What you need to do | Among the records that follow, find the line with "For each <instance> block, write" and the line with "positive clicks: (19, 55) (41, 64) (86, 56)". Set down those lines and all lines between them exactly, without adding anything.

Records for this task |
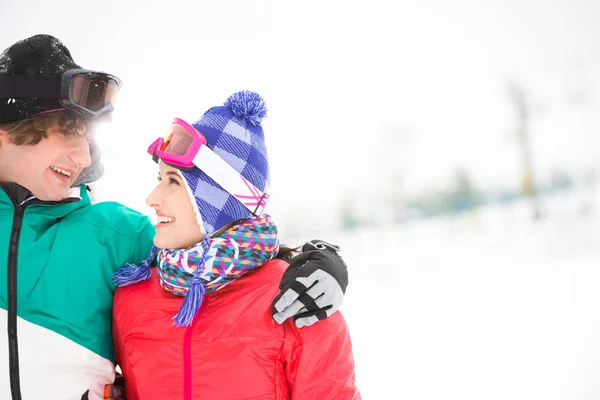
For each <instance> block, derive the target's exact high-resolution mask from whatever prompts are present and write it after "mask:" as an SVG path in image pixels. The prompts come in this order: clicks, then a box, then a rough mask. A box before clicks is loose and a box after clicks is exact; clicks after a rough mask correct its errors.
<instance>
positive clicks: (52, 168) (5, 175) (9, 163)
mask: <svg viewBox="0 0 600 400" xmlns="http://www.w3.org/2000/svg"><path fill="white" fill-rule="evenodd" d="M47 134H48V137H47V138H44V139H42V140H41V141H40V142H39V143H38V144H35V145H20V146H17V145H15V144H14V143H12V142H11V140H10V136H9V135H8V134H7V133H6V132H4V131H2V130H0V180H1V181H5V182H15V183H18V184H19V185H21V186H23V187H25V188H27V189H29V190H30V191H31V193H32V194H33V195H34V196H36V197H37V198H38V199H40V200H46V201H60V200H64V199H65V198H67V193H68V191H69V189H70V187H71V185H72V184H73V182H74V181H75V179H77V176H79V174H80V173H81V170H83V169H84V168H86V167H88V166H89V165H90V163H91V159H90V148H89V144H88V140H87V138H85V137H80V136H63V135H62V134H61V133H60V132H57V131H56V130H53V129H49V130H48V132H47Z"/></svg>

--

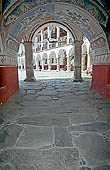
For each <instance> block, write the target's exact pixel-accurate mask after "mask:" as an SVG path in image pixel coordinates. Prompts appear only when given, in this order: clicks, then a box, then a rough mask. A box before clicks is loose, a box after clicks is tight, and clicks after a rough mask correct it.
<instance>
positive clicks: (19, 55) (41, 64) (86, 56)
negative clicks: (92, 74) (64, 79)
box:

Response area |
For each <instance> block, write the target's exact pixel-accurate mask after "mask:" as an SVG path in image pixel coordinates. Prompts appear only when given, in this order: clicks, then a box, then a rough mask. A box before clicks is loose, a box after clicks is tight, and clicks after a rough mask correct it.
<instance>
positive clicks: (19, 55) (41, 64) (86, 56)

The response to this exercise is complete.